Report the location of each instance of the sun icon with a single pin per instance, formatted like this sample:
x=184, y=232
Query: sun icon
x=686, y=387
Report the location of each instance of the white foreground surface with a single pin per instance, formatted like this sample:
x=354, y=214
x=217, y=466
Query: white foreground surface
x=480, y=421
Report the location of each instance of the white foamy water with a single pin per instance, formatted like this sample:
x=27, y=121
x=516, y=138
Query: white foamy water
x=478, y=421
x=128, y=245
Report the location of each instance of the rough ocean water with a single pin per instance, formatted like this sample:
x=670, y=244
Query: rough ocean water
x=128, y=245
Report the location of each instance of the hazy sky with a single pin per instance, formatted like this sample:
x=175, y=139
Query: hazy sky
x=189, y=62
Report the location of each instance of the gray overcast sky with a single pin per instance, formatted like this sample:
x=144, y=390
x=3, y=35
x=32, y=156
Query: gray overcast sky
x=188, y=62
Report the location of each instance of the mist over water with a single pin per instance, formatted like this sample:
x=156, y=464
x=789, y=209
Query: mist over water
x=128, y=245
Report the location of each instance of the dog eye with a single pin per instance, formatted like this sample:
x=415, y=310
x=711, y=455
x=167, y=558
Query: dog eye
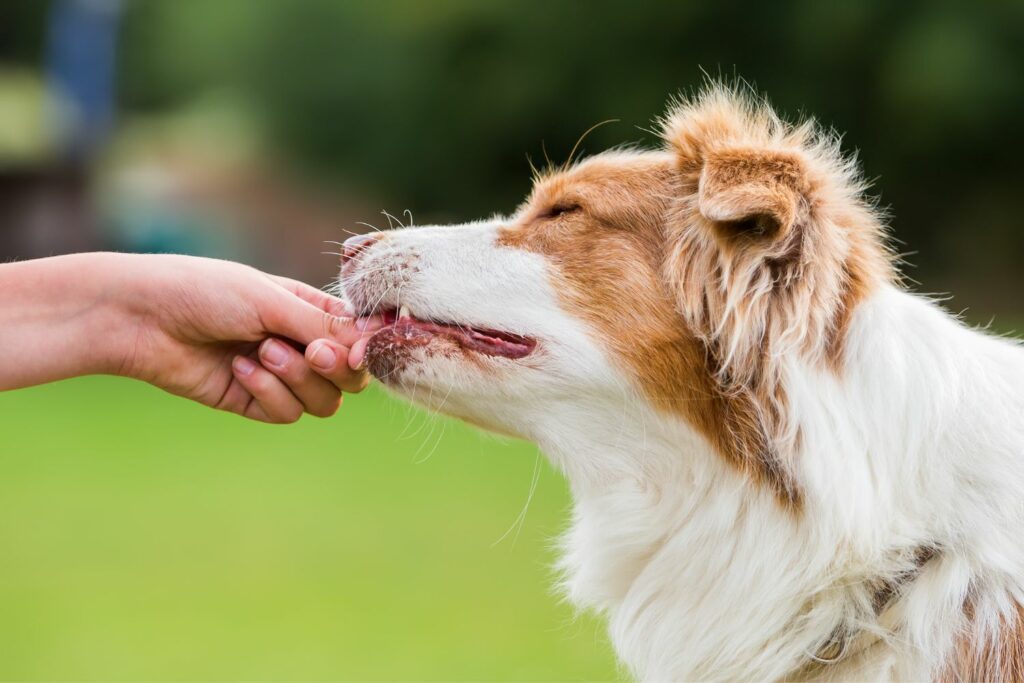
x=560, y=210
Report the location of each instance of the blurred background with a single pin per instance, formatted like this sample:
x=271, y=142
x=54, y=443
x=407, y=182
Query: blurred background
x=144, y=539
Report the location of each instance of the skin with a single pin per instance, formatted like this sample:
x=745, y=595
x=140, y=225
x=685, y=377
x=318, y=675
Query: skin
x=219, y=333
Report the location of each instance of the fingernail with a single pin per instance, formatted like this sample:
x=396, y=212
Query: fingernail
x=273, y=352
x=244, y=366
x=371, y=322
x=323, y=356
x=357, y=357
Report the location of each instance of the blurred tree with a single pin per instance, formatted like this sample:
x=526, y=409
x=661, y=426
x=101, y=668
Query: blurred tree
x=435, y=104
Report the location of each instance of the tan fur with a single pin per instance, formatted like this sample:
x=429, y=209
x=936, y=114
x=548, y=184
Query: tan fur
x=994, y=653
x=749, y=238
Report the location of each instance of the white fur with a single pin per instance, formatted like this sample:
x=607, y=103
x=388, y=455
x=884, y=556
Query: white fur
x=701, y=573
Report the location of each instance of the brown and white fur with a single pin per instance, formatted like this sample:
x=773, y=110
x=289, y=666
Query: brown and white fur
x=783, y=465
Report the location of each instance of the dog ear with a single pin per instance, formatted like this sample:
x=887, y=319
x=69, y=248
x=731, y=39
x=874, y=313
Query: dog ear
x=752, y=195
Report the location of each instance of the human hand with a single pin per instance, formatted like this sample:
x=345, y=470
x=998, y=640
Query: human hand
x=229, y=337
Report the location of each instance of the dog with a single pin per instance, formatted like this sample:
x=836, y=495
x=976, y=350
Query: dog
x=783, y=465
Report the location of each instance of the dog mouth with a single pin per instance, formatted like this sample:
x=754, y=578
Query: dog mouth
x=403, y=330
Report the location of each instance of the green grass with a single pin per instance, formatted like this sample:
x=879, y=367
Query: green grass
x=144, y=538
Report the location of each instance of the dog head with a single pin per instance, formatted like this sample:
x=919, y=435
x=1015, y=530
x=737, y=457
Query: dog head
x=685, y=278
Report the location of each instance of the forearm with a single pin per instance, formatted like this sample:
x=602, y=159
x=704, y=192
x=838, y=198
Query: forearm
x=60, y=317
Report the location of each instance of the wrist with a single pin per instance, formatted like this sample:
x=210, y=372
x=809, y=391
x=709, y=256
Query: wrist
x=61, y=317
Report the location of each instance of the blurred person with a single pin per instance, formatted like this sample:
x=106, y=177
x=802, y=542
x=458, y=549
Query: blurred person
x=219, y=333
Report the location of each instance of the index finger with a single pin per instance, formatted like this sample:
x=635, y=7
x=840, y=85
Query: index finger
x=320, y=298
x=286, y=314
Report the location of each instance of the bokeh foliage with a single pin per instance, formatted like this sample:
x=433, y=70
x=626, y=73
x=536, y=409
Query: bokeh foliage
x=435, y=104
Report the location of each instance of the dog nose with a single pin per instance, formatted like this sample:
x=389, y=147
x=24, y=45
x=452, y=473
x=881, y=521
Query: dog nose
x=355, y=245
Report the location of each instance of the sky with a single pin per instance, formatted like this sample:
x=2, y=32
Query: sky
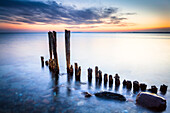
x=85, y=15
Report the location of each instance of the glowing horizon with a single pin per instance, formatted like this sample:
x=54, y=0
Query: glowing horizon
x=40, y=16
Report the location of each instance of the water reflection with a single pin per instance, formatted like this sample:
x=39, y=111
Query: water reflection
x=146, y=60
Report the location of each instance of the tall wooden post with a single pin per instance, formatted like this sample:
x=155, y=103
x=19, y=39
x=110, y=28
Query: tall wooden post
x=55, y=50
x=42, y=61
x=50, y=44
x=67, y=46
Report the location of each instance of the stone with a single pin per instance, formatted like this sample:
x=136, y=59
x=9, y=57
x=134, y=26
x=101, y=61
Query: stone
x=163, y=88
x=151, y=101
x=110, y=95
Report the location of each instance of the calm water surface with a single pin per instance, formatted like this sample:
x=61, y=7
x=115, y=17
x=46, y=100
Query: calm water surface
x=27, y=87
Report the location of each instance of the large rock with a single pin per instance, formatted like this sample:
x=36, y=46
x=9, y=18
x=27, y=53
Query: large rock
x=110, y=95
x=151, y=101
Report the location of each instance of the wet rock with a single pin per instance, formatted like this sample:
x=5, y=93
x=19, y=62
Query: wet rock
x=110, y=95
x=135, y=86
x=129, y=84
x=143, y=87
x=117, y=81
x=153, y=89
x=163, y=88
x=151, y=101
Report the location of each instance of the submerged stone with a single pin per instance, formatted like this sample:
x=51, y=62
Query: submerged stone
x=110, y=95
x=86, y=94
x=151, y=101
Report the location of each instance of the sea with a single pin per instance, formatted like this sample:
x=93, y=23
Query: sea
x=27, y=87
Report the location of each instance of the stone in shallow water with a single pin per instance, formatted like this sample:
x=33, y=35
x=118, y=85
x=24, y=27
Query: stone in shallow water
x=87, y=94
x=110, y=95
x=151, y=101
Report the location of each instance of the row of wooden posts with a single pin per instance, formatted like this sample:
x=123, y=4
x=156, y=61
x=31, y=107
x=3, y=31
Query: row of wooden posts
x=54, y=67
________
> **Problem statement**: From the first line to the last, retype the material exactly and exclude the pictures.

> **Your solution**:
Report the location of each instance of the sun icon with a single pin per instance, formatted like this sample:
x=184, y=232
Query: sun icon
x=686, y=387
Report the location of each instance of the white foreground surface with a single pin per instance, formatted like this sample:
x=354, y=214
x=217, y=466
Query: white foreground surface
x=480, y=421
Report the location of each instance of the white foamy water with a single pin per instance, formatted like this sample:
x=27, y=121
x=516, y=138
Query: white foamy water
x=478, y=421
x=128, y=245
Report the location of each instance of the rough ocean water with a single pin per instance, formatted like this sample:
x=670, y=244
Query: rough ocean water
x=128, y=245
Report the location of each instance of the hazy sky with a single pin per instance, formatted like this sample:
x=175, y=139
Query: hazy sky
x=189, y=62
Report the location of each instance of the gray overcast sky with a single pin per instance, formatted like this sample:
x=144, y=390
x=3, y=35
x=32, y=156
Query: gray overcast sky
x=188, y=62
Report the location of each instance of the mist over water with a single pin per instance, formatted like this sample:
x=156, y=464
x=789, y=209
Query: mist over water
x=128, y=245
Report the location of each instance of the dog eye with a single pin per instance, formatted like this sample:
x=415, y=310
x=711, y=455
x=167, y=558
Query: dog eye
x=560, y=210
Report the location of each instance of the blurred background with a single pin per instance, formatted like this sample:
x=271, y=142
x=54, y=443
x=407, y=182
Query: blurred background
x=144, y=539
Report the location of each instance of the skin with a single pin per instance, formatted like this sample:
x=745, y=595
x=140, y=225
x=685, y=377
x=318, y=675
Query: skin
x=219, y=333
Report the location of each instance of the fingernail with a single pin per instance, formatted like this sample:
x=396, y=212
Query: fingernail
x=273, y=352
x=244, y=366
x=371, y=322
x=323, y=356
x=357, y=357
Report the location of each instance of the blurred tree with a single pin per instance, formatted like this sample:
x=526, y=409
x=661, y=426
x=101, y=668
Query: blurred tree
x=435, y=104
Report the location of each instance of the tan fur with a single pin per instance, formatted like this sample:
x=429, y=209
x=936, y=114
x=548, y=184
Query: tan fur
x=994, y=653
x=749, y=238
Report the location of each instance of the white fur with a single pin per instance, formatted like this sample:
x=607, y=103
x=388, y=455
x=884, y=556
Query: white fur
x=701, y=573
Report the location of each instance of the brown and white fur with a single pin per instance, formatted like this sample:
x=773, y=110
x=289, y=666
Query: brown and white fur
x=783, y=465
Report the location of each instance of the dog ear with a single pin per instance, formatted like this sample:
x=887, y=319
x=69, y=248
x=731, y=39
x=874, y=313
Query: dog ear
x=752, y=195
Report the location of each instance of the human hand with a single pin per instance, formatted like this sample:
x=345, y=470
x=998, y=640
Query: human hand
x=229, y=337
Report the location of each instance of the dog with a single pin per instance, formatted like this sample:
x=836, y=495
x=976, y=350
Query: dog
x=783, y=465
Report the location of each instance of the dog mouth with a single pin per instance, formatted like this sample:
x=754, y=578
Query: dog mouth
x=403, y=330
Report the location of each instance of the green grass with a single pin per instance, formatted like this sample:
x=879, y=367
Query: green grass
x=144, y=538
Report the location of each instance of the dog head with a single pin per instance, formatted like this sample:
x=919, y=435
x=1015, y=530
x=737, y=457
Query: dog head
x=685, y=278
Report the location of each instance of the forearm with a single pin per instance, formatted like this sample:
x=602, y=159
x=704, y=192
x=838, y=198
Query: forearm
x=60, y=317
Report the location of each instance of the wrist with a single pin per instance, formatted like this sample:
x=210, y=372
x=809, y=391
x=709, y=256
Query: wrist
x=61, y=317
Report the location of each instance of the blurred person with a single pin per instance, formatted like this sample:
x=106, y=177
x=802, y=542
x=458, y=549
Query: blurred person
x=219, y=333
Report the location of each instance of the index finger with a single pin per instance, formatted like this sample:
x=635, y=7
x=840, y=85
Query: index finger
x=320, y=298
x=286, y=314
Report the location of each instance of the bokeh foliage with a single pin per instance, formatted like this sample:
x=433, y=70
x=626, y=73
x=536, y=409
Query: bokeh foliage
x=435, y=104
Report the location of each instance of the dog nose with a single pin per instance, formatted like this sample:
x=389, y=147
x=24, y=45
x=452, y=473
x=881, y=521
Query: dog nose
x=355, y=245
Report the location of each instance of the sky with a single pin per instance, formatted like this sample:
x=2, y=32
Query: sky
x=85, y=15
Report the location of each instance of the glowing horizon with a single pin per instance, formatted like this sample:
x=54, y=0
Query: glowing horizon
x=40, y=16
Report the location of each instance of the water reflection with a single pin per instance, formatted like this sample:
x=39, y=111
Query: water reflection
x=146, y=60
Report the location of each instance of the tall wooden post with a single pin per instance, formatted like this sample:
x=155, y=103
x=19, y=39
x=110, y=28
Query: tall wooden post
x=55, y=50
x=42, y=61
x=50, y=44
x=67, y=46
Report the location of each instance of the stone with a single pin per instance, formatted like this sample:
x=136, y=59
x=9, y=57
x=134, y=26
x=101, y=61
Query: stone
x=163, y=88
x=151, y=101
x=110, y=95
Report the location of each instance of the calm water surface with a single pin per instance, formatted like this sample:
x=61, y=7
x=115, y=17
x=46, y=100
Query: calm water surface
x=27, y=87
Report the location of each instance of the large rock with a single pin per instance, formatted like this sample:
x=36, y=46
x=9, y=18
x=27, y=53
Query: large rock
x=110, y=95
x=151, y=101
Report the location of each instance of the wet rock with a single pin per instance, formatted like this sample:
x=5, y=93
x=19, y=62
Query: wet rock
x=110, y=95
x=135, y=86
x=129, y=84
x=143, y=87
x=117, y=81
x=153, y=89
x=163, y=88
x=151, y=101
Report the location of each instance of the submerged stone with a single pin per instance, formatted like this sample:
x=51, y=62
Query: submerged stone
x=110, y=95
x=86, y=94
x=151, y=101
Report the location of each instance of the sea with a single pin per instance, formatted like this sample:
x=93, y=23
Query: sea
x=27, y=87
Report the location of each instance of the stone in shallow water with a single pin per instance, formatted like this sample:
x=33, y=35
x=118, y=85
x=24, y=27
Query: stone in shallow water
x=87, y=94
x=110, y=95
x=151, y=101
Report the location of each instance of the row of wooden posts with a single pin per instance, formatted like this sample:
x=123, y=4
x=156, y=61
x=31, y=107
x=3, y=31
Query: row of wooden posts
x=54, y=67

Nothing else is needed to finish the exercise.